• [SUPPLIED INFORMATION]:
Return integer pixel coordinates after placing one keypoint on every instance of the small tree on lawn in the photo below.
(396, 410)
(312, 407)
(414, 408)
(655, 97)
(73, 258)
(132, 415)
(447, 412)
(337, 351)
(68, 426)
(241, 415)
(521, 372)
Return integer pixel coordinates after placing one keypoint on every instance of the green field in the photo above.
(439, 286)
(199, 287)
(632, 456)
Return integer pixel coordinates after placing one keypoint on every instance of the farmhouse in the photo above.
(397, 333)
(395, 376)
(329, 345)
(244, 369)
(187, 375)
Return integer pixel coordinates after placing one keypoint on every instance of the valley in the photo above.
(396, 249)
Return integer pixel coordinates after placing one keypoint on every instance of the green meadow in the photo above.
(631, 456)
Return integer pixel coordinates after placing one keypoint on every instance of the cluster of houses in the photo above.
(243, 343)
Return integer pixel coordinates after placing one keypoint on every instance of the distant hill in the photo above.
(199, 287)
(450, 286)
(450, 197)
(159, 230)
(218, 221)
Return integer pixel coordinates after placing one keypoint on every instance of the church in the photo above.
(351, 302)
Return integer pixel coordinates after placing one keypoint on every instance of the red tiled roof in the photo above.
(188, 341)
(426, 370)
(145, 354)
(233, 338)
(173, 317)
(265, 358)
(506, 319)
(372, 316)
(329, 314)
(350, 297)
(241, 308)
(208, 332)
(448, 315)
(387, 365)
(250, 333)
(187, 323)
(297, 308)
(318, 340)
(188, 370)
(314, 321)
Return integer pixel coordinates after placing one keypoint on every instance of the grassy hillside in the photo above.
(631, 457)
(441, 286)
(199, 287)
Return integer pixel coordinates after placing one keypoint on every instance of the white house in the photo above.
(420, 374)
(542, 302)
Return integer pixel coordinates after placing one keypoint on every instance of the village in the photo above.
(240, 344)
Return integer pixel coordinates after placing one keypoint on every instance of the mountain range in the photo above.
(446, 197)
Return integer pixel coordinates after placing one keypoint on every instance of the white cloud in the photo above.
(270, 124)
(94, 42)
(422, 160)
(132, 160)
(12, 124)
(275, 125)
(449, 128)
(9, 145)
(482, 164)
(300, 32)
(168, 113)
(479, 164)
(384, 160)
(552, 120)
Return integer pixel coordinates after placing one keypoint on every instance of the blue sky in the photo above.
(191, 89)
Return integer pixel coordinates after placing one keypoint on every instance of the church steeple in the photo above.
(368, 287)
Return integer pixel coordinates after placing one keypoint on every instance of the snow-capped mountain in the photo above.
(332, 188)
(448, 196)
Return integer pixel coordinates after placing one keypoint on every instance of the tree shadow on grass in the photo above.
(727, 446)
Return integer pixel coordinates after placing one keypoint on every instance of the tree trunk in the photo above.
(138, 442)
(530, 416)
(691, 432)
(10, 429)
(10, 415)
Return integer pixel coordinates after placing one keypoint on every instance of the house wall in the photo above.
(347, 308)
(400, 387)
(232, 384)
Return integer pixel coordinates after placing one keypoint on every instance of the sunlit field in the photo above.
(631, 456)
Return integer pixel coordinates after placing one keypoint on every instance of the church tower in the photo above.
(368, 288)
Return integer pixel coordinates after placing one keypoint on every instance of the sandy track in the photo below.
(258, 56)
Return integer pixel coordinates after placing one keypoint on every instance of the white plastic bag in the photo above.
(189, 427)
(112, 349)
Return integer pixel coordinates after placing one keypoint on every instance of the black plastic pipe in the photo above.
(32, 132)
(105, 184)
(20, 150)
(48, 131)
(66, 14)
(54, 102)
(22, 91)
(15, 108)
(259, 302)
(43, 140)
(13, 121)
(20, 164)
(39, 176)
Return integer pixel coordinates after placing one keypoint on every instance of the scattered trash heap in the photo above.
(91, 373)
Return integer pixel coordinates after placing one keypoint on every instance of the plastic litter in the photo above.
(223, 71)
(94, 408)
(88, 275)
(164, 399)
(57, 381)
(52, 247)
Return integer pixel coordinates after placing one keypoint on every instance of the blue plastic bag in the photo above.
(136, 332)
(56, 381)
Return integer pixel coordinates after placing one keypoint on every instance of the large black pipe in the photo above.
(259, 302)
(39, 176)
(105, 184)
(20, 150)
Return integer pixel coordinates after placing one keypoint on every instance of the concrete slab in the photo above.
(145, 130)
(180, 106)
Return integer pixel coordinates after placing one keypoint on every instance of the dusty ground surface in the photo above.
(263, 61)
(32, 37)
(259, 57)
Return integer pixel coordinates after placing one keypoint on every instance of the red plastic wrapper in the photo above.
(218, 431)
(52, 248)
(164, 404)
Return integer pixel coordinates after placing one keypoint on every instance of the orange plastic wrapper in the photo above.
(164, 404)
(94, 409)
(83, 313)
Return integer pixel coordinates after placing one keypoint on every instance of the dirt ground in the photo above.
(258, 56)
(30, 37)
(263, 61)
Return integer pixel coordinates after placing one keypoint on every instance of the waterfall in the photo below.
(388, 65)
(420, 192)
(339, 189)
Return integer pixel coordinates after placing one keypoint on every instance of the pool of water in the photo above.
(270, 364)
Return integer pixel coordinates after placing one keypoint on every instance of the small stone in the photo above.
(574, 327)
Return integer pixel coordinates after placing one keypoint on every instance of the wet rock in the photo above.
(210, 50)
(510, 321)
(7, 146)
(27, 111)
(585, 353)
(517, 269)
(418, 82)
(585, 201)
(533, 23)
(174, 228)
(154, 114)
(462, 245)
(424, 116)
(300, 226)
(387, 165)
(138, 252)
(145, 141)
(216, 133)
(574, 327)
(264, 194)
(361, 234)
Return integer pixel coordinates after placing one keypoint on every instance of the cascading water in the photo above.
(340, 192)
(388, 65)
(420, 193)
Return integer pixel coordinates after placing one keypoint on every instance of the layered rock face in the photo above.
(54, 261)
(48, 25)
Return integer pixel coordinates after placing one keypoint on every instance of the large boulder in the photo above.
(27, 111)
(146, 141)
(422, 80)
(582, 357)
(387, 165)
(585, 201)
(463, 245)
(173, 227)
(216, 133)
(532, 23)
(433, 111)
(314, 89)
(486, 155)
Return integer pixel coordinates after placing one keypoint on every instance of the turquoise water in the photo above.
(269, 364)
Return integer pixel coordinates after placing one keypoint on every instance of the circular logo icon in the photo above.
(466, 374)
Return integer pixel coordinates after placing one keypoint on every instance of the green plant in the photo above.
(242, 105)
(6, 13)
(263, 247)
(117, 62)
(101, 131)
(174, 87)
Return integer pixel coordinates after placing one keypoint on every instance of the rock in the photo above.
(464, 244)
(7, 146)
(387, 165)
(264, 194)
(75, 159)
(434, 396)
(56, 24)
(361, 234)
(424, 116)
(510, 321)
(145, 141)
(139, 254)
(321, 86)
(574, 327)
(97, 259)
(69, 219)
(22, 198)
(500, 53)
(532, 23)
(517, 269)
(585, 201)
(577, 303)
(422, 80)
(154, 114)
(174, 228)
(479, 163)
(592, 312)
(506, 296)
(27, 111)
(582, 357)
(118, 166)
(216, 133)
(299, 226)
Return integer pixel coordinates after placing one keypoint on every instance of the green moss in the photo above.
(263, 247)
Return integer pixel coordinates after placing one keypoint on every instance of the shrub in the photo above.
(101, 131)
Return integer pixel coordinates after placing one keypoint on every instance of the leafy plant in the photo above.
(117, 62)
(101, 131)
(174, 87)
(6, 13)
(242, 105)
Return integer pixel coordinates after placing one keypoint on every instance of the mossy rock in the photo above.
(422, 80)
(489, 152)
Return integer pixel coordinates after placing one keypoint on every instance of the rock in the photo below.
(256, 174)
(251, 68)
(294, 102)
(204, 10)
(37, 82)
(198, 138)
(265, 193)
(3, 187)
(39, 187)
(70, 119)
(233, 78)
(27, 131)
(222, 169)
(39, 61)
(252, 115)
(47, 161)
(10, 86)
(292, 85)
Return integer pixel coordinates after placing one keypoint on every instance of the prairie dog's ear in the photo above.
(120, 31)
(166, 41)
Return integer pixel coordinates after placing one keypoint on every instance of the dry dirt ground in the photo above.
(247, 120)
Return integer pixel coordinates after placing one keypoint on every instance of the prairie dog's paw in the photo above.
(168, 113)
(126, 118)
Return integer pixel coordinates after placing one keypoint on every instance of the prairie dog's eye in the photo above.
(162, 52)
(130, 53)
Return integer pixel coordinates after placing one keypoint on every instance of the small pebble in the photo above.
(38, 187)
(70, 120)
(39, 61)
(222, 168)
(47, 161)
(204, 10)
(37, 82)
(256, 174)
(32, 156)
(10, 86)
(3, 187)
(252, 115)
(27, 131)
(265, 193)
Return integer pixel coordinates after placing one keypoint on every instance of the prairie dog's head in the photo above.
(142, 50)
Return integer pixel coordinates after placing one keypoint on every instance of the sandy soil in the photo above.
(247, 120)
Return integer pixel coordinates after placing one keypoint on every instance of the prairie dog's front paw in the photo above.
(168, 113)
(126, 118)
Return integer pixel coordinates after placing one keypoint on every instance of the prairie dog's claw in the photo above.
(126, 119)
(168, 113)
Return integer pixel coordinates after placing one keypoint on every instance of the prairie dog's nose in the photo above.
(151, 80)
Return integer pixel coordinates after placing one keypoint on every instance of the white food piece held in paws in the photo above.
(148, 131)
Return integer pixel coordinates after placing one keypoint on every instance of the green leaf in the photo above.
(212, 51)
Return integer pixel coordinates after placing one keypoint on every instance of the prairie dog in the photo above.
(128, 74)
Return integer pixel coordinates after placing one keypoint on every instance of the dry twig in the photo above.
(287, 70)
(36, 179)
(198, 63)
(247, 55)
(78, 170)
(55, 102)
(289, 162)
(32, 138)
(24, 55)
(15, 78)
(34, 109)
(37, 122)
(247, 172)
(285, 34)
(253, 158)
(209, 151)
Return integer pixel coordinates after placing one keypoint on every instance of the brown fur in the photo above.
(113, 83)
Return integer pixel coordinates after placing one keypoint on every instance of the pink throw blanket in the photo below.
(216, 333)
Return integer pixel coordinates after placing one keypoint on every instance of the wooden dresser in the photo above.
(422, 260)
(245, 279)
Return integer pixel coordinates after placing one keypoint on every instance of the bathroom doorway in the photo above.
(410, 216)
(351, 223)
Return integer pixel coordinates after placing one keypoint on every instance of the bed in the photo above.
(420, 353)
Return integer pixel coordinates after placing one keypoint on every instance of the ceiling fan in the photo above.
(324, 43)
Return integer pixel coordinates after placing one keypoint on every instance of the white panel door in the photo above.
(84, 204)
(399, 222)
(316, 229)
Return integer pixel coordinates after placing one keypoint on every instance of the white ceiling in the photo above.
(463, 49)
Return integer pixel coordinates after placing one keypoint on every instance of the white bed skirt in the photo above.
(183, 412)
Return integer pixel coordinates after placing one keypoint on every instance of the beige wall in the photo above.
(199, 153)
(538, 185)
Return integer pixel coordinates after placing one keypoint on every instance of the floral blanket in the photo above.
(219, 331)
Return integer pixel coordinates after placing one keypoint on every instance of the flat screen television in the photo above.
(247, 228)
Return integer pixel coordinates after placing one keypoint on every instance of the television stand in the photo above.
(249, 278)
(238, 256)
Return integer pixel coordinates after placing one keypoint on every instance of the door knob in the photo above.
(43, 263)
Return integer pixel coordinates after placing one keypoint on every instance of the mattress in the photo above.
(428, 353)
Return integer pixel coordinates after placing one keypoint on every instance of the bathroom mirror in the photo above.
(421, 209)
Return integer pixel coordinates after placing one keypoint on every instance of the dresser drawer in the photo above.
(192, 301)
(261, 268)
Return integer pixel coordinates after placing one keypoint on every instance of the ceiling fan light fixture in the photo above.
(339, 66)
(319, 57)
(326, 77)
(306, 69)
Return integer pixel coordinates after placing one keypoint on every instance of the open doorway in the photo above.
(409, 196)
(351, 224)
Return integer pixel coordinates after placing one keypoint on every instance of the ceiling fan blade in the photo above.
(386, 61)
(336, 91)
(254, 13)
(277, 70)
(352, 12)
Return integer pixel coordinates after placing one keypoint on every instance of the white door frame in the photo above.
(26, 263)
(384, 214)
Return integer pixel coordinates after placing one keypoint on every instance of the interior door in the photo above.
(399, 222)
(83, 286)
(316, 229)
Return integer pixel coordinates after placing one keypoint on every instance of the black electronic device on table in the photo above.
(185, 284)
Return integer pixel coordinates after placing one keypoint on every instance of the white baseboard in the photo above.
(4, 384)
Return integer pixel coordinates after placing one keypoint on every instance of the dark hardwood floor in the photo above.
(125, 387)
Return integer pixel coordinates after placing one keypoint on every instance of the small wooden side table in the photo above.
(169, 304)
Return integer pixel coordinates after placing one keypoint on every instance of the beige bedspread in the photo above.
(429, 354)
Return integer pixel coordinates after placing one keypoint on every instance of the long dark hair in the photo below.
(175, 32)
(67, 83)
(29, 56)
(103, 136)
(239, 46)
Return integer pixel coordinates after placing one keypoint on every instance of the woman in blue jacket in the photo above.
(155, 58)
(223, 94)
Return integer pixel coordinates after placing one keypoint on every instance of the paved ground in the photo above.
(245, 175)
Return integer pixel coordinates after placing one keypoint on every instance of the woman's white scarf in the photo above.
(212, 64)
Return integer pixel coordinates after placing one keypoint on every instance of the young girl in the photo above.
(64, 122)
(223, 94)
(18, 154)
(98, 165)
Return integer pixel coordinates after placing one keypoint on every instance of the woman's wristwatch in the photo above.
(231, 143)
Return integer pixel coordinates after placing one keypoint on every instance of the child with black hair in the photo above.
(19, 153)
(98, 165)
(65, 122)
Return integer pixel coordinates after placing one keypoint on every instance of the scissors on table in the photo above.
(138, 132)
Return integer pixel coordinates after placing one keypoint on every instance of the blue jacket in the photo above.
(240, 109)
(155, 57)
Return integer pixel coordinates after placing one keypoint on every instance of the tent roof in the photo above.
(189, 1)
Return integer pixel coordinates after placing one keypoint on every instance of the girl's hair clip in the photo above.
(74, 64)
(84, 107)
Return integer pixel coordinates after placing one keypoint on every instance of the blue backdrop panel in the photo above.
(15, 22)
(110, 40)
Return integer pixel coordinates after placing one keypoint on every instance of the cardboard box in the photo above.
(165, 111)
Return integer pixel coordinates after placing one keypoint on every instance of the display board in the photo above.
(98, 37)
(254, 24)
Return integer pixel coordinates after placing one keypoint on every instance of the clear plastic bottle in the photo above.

• [TASK TO CARRY OUT]: Transcribe exactly the line containing "panel in the photo above." and all remaining lines of the material, ending with the last one.

• [FINISHED TASK]:
Return integer pixel coordinates after placing one keypoint on every instance of the blue backdrop panel in the photo above.
(15, 22)
(110, 40)
Return integer pixel coordinates after placing one keypoint on every instance of the cardboard box in the photo above.
(165, 111)
Return integer pixel coordinates after placing one keypoint on every instance of the display board in the photo above.
(98, 37)
(254, 24)
Return integer pixel coordinates after placing one keypoint on every instance of the clear plastic bottle in the photo above.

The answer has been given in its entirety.